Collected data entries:

━━━━━━━━━━━━━━━━

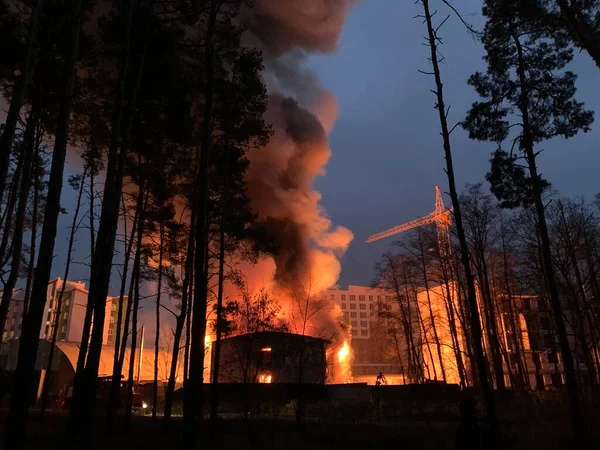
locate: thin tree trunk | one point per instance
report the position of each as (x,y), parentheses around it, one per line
(430,307)
(474,318)
(157,336)
(180,323)
(59,303)
(192,403)
(109,218)
(33,241)
(19,94)
(115,388)
(134,331)
(28,347)
(17,244)
(10,209)
(577,418)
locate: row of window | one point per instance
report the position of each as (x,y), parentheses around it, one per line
(362,332)
(360,306)
(353,315)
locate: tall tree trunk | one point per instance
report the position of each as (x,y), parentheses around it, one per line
(474,318)
(192,403)
(7,215)
(19,94)
(214,411)
(577,418)
(430,306)
(157,335)
(28,347)
(85,393)
(59,303)
(115,387)
(181,321)
(134,331)
(34,225)
(17,244)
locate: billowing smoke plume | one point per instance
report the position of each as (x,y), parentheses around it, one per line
(302,112)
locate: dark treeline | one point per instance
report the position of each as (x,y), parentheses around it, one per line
(515,291)
(159,102)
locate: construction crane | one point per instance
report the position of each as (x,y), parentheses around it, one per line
(440,216)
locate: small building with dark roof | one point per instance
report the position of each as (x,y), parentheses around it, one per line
(272,357)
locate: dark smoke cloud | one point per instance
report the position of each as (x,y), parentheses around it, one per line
(302,112)
(287,25)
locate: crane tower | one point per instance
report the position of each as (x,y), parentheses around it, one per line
(440,216)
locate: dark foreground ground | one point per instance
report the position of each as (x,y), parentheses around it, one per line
(283,434)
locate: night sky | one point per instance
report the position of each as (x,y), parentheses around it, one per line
(387,153)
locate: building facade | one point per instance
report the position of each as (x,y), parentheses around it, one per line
(113,320)
(371,354)
(71,315)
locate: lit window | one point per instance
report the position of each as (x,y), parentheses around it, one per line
(265,377)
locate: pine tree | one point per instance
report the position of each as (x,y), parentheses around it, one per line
(528,96)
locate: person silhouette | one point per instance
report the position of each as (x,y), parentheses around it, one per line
(470,434)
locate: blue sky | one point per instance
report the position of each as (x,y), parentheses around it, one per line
(387,155)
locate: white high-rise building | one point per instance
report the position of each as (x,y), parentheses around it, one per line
(360,309)
(72,313)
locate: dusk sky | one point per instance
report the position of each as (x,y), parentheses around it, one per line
(386,149)
(387,153)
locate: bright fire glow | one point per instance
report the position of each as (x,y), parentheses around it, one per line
(344,352)
(265,378)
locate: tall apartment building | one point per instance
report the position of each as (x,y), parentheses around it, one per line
(114,317)
(70,317)
(360,309)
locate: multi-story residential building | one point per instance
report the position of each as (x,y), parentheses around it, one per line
(70,317)
(360,309)
(114,318)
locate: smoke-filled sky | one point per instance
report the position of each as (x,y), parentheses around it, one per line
(386,155)
(386,150)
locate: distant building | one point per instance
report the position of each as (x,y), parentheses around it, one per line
(360,309)
(71,314)
(272,357)
(114,317)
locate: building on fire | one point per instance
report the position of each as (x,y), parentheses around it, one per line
(272,357)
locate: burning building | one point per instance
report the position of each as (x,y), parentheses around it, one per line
(273,357)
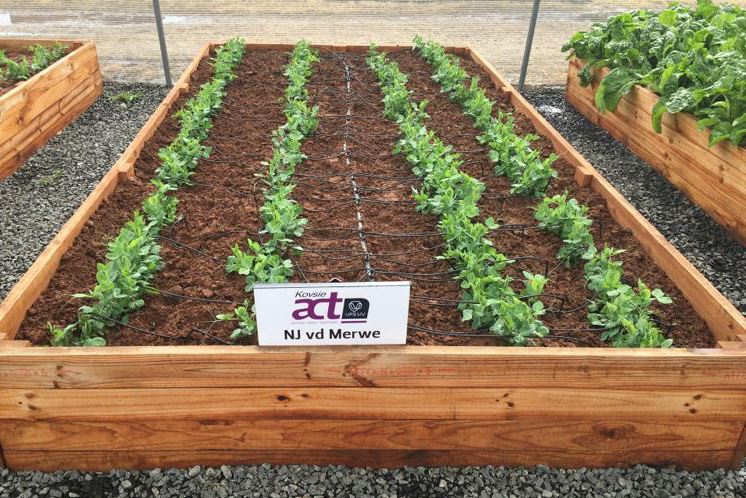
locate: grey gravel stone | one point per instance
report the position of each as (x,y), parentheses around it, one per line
(39,197)
(410,482)
(711,250)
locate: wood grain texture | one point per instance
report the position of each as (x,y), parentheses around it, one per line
(375,404)
(712,177)
(724,320)
(102,460)
(312,434)
(393,366)
(36,109)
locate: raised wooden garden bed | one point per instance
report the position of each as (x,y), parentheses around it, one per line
(714,177)
(34,110)
(148,406)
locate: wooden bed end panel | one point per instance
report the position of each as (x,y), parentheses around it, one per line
(35,110)
(95,410)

━━━━━━━━━━━━━━━━

PROBLEM:
Retype all of the entries exactly as written, leaving out any images.

OUTPUT:
locate: thin tree trunk | one point per instance
report the position of each as (x,y), parentheses around it, one per line
(430,307)
(474,318)
(157,336)
(180,323)
(59,303)
(192,403)
(109,218)
(33,241)
(19,94)
(115,388)
(134,331)
(28,347)
(17,244)
(10,209)
(577,418)
locate: row of window | one point per instance
report the position of each as (x,y), parentheses around it, one per line
(362,332)
(360,306)
(353,315)
locate: tall tree trunk | one point per instance
report the position of each as (x,y), parentheses around it, one per line
(474,318)
(192,403)
(7,215)
(19,94)
(214,411)
(577,418)
(430,306)
(157,335)
(28,347)
(85,393)
(59,303)
(115,387)
(181,321)
(134,331)
(34,225)
(17,244)
locate: billowing smoke plume | one point per instance
report the position of each as (x,y), parentheses around it, one per line
(302,112)
locate: dark treeline | one point per instance
report the position of each as (x,y), parentheses around it, one per line
(515,291)
(159,102)
locate: construction crane | one point per instance
report the position of each as (x,y), parentheses around it, one per line
(440,216)
locate: small building with dark roof | one point per instance
report the position of each as (x,y), parentheses around it, one per line
(272,357)
locate: dark smoke cloud | one point per instance
report the position of each as (x,y), parentheses around it, one per line
(302,112)
(287,25)
locate: crane tower | one point per instance
report the position of each as (x,y), parentheses around it, one per line
(440,216)
locate: dark foreground ground | one point per instance
report the position of each as (x,y), parentheses around it, one per line
(283,434)
locate: night sky | one point per instance
report the position of each as (x,y), parentheses around it, one per line
(387,153)
locate: building facade | one point per instance
report the position of each as (x,y), parentheses around it, one per line
(113,320)
(371,354)
(71,315)
locate: lit window | one point per instance
report the position of each as (x,y), parentheses around it, one per line
(265,377)
locate: pine tree | one point per instance
report the position of each as (x,y), parentheses around it, one per line
(528,96)
locate: person silhouette | one point per instance
report the position of each as (x,y), parentheses around it, one per line
(470,434)
locate: blue sky | one point per instance
report the position of each as (x,y), parentheses around it, one per line
(387,155)
locate: white high-rise building | one point per instance
report the position of each as (x,y), parentheses around it, one per line
(360,309)
(72,313)
locate: dusk sky | one point per instance
report the position of each as (x,y), parentheses around it, one per line
(386,149)
(387,153)
locate: bright fire glow | one point per instance
report the position of each as (x,y), parentheses around it, one per line
(344,352)
(265,378)
locate: tall apartment building | one point per instance
report the position of each as (x,y), parentheses around it, one per line
(114,317)
(70,317)
(360,309)
locate: multi-story residential building | one point per instance
report the position of each as (x,y), parentheses around it, one per line
(70,317)
(360,309)
(114,318)
locate: smoke-filled sky | one point per instance
report the position of each as (x,y), parentheses around it, one per line
(386,155)
(386,150)
locate: distant building | one point per instance
report the position of each as (x,y), parentheses around it, one per line
(360,309)
(71,314)
(272,357)
(114,317)
locate: building on fire | one point per instance
report the position of each as (x,y), parentheses around it, one per line
(272,357)
locate: burning building | one point per instance
report the position of each as (x,y), parentheses around it, one per line
(273,357)
locate: grey gravel stone | one point per instance
report the position of each as (x,y), parentheses around it, one per line
(39,197)
(410,482)
(711,250)
locate: wood grain texture | one point per instance
report the position of each as (x,y), parentheses around it, one per line
(375,404)
(712,177)
(724,320)
(102,460)
(312,434)
(393,366)
(36,109)
locate: raised wooden garden bed | one point per instance
report the position of each as (x,y), parentheses around it, one per line
(714,177)
(34,110)
(148,406)
locate: wooden bed end panel | one point per instance
report the position of each as (x,y), parentheses around it, one per line
(35,110)
(95,410)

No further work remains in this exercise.